◆ OBJECTIVE: Reproduce the listing verbatim.

#####

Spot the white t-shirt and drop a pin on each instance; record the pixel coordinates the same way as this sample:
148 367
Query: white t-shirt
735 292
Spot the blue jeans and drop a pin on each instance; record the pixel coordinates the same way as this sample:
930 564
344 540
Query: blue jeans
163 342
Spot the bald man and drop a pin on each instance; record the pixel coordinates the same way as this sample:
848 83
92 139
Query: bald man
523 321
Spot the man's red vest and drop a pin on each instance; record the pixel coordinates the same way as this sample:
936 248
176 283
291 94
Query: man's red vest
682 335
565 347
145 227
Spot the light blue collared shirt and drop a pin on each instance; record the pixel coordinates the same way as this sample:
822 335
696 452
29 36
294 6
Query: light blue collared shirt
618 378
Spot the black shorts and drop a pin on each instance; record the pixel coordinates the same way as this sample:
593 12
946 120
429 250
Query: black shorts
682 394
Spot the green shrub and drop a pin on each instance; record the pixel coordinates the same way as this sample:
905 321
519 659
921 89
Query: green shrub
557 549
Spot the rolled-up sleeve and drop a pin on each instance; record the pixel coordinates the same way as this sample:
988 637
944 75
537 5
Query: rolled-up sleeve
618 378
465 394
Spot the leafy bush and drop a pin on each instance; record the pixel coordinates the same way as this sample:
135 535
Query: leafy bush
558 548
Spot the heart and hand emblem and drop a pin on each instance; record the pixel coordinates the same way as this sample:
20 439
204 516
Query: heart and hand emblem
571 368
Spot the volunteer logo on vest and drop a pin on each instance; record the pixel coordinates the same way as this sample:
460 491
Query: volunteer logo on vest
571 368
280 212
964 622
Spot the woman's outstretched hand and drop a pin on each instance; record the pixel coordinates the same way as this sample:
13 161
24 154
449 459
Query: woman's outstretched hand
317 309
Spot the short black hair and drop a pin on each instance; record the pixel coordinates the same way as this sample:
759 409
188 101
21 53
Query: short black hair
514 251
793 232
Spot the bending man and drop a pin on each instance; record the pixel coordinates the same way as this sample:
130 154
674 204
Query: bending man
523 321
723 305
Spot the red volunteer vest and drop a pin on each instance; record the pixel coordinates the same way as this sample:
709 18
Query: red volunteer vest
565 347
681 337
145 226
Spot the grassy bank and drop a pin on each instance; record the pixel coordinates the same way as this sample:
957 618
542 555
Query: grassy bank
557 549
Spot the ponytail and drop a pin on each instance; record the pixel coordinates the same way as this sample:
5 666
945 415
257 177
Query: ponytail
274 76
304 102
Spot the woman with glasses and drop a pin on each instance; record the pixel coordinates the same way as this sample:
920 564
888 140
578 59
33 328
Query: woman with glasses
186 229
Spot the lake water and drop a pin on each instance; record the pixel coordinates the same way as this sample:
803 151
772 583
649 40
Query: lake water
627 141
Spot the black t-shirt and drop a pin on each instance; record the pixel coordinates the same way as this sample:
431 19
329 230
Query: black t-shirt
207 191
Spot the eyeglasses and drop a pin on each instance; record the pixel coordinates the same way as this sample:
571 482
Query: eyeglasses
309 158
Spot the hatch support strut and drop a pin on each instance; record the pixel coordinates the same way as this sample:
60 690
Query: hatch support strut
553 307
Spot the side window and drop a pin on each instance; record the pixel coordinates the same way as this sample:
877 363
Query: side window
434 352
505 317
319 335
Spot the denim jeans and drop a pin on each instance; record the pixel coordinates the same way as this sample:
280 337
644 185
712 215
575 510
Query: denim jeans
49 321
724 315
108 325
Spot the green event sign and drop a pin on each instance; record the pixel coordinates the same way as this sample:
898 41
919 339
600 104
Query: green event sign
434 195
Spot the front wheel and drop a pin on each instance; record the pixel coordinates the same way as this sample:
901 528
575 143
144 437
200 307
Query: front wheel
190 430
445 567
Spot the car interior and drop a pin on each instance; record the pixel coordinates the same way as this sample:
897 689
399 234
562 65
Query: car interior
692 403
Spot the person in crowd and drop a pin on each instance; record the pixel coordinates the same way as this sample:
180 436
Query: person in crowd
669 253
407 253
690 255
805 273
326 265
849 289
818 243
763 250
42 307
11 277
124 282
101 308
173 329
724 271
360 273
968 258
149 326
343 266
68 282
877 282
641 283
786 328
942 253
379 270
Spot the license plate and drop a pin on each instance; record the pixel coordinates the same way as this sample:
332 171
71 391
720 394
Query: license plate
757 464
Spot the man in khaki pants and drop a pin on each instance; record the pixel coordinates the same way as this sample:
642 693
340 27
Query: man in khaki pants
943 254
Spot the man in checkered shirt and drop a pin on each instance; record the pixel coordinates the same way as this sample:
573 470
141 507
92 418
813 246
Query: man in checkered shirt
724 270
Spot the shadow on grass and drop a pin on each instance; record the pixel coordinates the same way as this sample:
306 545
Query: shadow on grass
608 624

#####

◆ CORRECT RESPONSE:
Spot the white t-shirt and drop a pin on each instance; record the pixel coordinates the same way as this sample:
148 367
Query: white t-shirt
735 292
Spot the blue jeans and drop a pin on each instance; record the pixel coordinates the same way as this sample:
930 564
344 540
Query: blue jeans
163 342
Spot the bald man and drop a pin on each instance; record the pixel coordinates the same way as this sample:
848 83
92 139
Query: bald man
523 321
Spot the man's red vest and drop a pin on each instance; record the pixel coordinates the same way as this sample:
936 248
176 283
291 94
Query: man's red vest
682 335
565 347
145 227
Spot the light blue collared shirt and drop a pin on each instance; record the pixel coordinates the same way as this sample:
822 335
696 452
29 36
294 6
Query: light blue collared shirt
618 378
Spot the black shorts and drop a pin on each instance; record the pixel coordinates the same way as this sample:
593 12
946 120
429 250
Query: black shorts
682 394
Spot the green shrub and drop a pin on each instance; record the pixel coordinates the same way as this sample:
905 321
519 659
921 89
Query: green shrub
557 549
Spot the rolled-up sleeve and drop a pin on each instance; record the pixel coordinates the same way as this sample:
988 637
944 75
537 5
Query: rolled-up sleeve
618 378
465 394
Spot the leafy bush and drop a pin on each instance; record the pixel coordinates the same way as this sample:
135 535
Query: leafy bush
558 548
Spot the heart and hand emblem and drop a pin on each instance; record the pixel coordinates the same way as this sample:
20 439
204 516
Query: heart and hand emblem
571 368
Spot the volunteer logo on vest and drop a pin on each instance; record the pixel coordinates the same way as this sample:
460 491
Query: volunteer logo on vest
571 368
280 212
964 622
Spot the woman's outstretched hand and drop a pin on each instance; record the pixel coordinates the same way as this sample:
13 161
24 154
449 459
Query: woman's outstretched hand
317 309
Spot the short black hair and drop a pin on each instance; record the pixel coordinates the same way as this sample:
759 409
188 101
21 53
Query: short black hair
514 251
793 232
Spot the bending man and drop a pin on each instance; record the pixel coordinates the same way as this sample:
130 154
674 204
Query: bending man
523 321
723 305
Spot the red volunteer vest and drop a pin on each instance; record the pixel coordinates the same way as this sample:
709 18
Query: red volunteer vest
565 347
681 337
145 226
Spot the grassy bank and drop a pin on each instance; record the pixel coordinates the same way as this sample:
957 618
542 555
Query: grassy bank
557 549
Spot the ponytail and drop a pin on each instance; record the pixel coordinates the same way as this sample:
5 666
945 415
257 177
Query: ponytail
274 76
304 102
Spot the woman with glasses and drop a pin on each instance; record the pixel coordinates the same way as this sample:
920 564
888 140
578 59
33 328
Query: woman with glasses
186 229
Spot the lake water and drop a pin on each instance; record the pixel coordinates the same way as this sample:
803 151
772 583
649 40
Query: lake water
627 141
Spot the black t-shirt and drop a pin on each instance; record the pixel coordinates the same way as this sample:
431 19
329 230
Query: black t-shirt
207 191
Spot the eyeglasses and drop a pin on each instance; record the pixel coordinates the same way as this sample:
571 482
Query: eyeglasses
309 158
Spot the hatch support strut and drop a pin on each instance; record the pixel coordinates the same way as this sample:
60 690
Query: hatch support strut
553 307
Spot the side window and drop a pin on each instance; record the pixel coordinates the same way as this sample:
877 363
Query: side window
434 352
505 317
319 335
Spot the denim jeans and drop a pin on each instance; record the pixel coordinates the same way as this sample:
280 337
644 185
712 215
575 510
Query: denim jeans
49 321
724 315
108 325
Spot the green event sign and drop a pin on each instance; record the pixel coordinates the same way as this sample:
898 41
919 339
600 104
Query: green event sign
434 195
Spot the front wheel and drop a pin on each instance; record the pixel coordinates the same way as this sample:
901 528
575 143
144 437
200 307
Query: front wheel
190 430
445 567
Spot the car interior and drop a pin on each instance; record the pixel coordinates the same way as this sample:
897 689
399 234
562 65
Query: car interior
692 403
Spot the person in crowd and drop a pin on each instance; record the pixel coordinates the same way as this sample:
180 436
Query: person in crowd
669 253
407 253
690 255
805 273
326 265
849 289
818 243
763 250
42 307
11 277
124 282
101 308
173 329
724 271
360 273
968 258
149 326
343 266
68 282
877 282
641 283
786 328
942 253
379 270
Spot the license plate and drop a pin on each instance; record the pixel coordinates the same way as this sample:
332 171
71 391
720 394
Query: license plate
757 464
Spot the man in khaki pants and drop a pin on each instance; record the pixel coordinates the same way as this sample:
642 693
340 27
Query: man in khaki pants
943 254
Spot the man in checkered shirt and drop a pin on each instance; record the pixel coordinates the same way as this sample:
573 470
141 507
92 418
813 246
Query: man in checkered shirt
724 270
Spot the shadow on grass and drop a pin on each instance; record the pixel coordinates the same way as this sample:
306 545
Query: shadow on grass
608 624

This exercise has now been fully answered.